* RECORDS SUPPLIED
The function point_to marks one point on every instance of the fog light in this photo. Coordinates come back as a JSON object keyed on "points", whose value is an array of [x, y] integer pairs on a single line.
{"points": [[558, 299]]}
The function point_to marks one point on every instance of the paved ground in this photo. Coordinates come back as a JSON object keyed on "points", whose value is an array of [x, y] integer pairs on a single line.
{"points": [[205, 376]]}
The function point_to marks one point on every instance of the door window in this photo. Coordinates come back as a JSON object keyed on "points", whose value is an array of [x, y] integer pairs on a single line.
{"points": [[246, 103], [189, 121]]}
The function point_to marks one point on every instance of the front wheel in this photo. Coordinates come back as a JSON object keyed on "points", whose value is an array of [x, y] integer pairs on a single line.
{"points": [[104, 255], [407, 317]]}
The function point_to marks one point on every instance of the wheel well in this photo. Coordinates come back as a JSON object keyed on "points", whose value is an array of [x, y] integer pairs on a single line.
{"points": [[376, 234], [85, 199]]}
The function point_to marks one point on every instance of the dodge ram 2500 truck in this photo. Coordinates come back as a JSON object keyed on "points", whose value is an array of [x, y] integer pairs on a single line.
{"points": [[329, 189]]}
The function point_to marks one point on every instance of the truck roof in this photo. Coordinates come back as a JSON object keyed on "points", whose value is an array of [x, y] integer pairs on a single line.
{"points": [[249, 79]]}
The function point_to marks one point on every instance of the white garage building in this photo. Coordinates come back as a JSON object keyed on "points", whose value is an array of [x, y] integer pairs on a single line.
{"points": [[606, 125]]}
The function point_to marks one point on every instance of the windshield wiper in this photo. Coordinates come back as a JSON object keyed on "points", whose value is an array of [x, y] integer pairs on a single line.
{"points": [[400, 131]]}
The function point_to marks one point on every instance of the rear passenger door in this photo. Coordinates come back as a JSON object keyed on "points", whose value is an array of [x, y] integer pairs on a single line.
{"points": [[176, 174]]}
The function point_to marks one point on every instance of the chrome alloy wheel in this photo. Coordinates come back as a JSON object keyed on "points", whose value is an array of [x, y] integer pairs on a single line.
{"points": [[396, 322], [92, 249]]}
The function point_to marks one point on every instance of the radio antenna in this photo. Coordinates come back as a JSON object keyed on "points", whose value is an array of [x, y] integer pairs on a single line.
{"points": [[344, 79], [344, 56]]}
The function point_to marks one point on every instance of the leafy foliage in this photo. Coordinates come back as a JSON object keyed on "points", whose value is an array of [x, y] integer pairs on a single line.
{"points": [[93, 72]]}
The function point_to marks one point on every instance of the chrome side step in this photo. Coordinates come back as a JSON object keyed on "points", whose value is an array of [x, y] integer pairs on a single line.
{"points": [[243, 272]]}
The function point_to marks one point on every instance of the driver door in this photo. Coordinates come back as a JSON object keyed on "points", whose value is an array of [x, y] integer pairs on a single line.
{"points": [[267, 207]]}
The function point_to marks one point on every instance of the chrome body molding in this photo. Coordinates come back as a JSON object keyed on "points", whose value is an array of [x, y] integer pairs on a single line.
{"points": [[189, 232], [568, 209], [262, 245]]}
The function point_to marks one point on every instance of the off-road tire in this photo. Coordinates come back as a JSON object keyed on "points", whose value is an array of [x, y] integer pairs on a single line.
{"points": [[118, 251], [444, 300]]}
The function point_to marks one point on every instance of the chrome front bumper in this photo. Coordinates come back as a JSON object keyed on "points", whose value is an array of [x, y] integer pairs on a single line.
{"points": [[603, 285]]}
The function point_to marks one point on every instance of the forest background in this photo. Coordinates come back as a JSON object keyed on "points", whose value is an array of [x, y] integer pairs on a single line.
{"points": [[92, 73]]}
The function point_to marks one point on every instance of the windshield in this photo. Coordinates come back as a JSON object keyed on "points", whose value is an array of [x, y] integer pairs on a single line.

* TASK DIRECTIONS
Write out word for word every line from the one holding "the chrome front" through the last line of the records, both ends included.

* EXERCISE OUTPUT
The function point_to marks one point on every instance of the chrome front bumper in this photo. Coordinates come back as a JSON object keyed on "points", whose value is an array of [x, y] integer pairs on a single line.
{"points": [[603, 285]]}
The function point_to marks one point on every instance of the forest background in this photo. Coordinates come back as a JSON object keyed on "points", whose value is an array of [x, y] integer pairs on a single line.
{"points": [[92, 73]]}
The function point_to marks one point on every instance of the windshield in this photo. Coordinates come back as a JSON object keyed on "points", whose value is an array of [x, y] integer pairs on a single line.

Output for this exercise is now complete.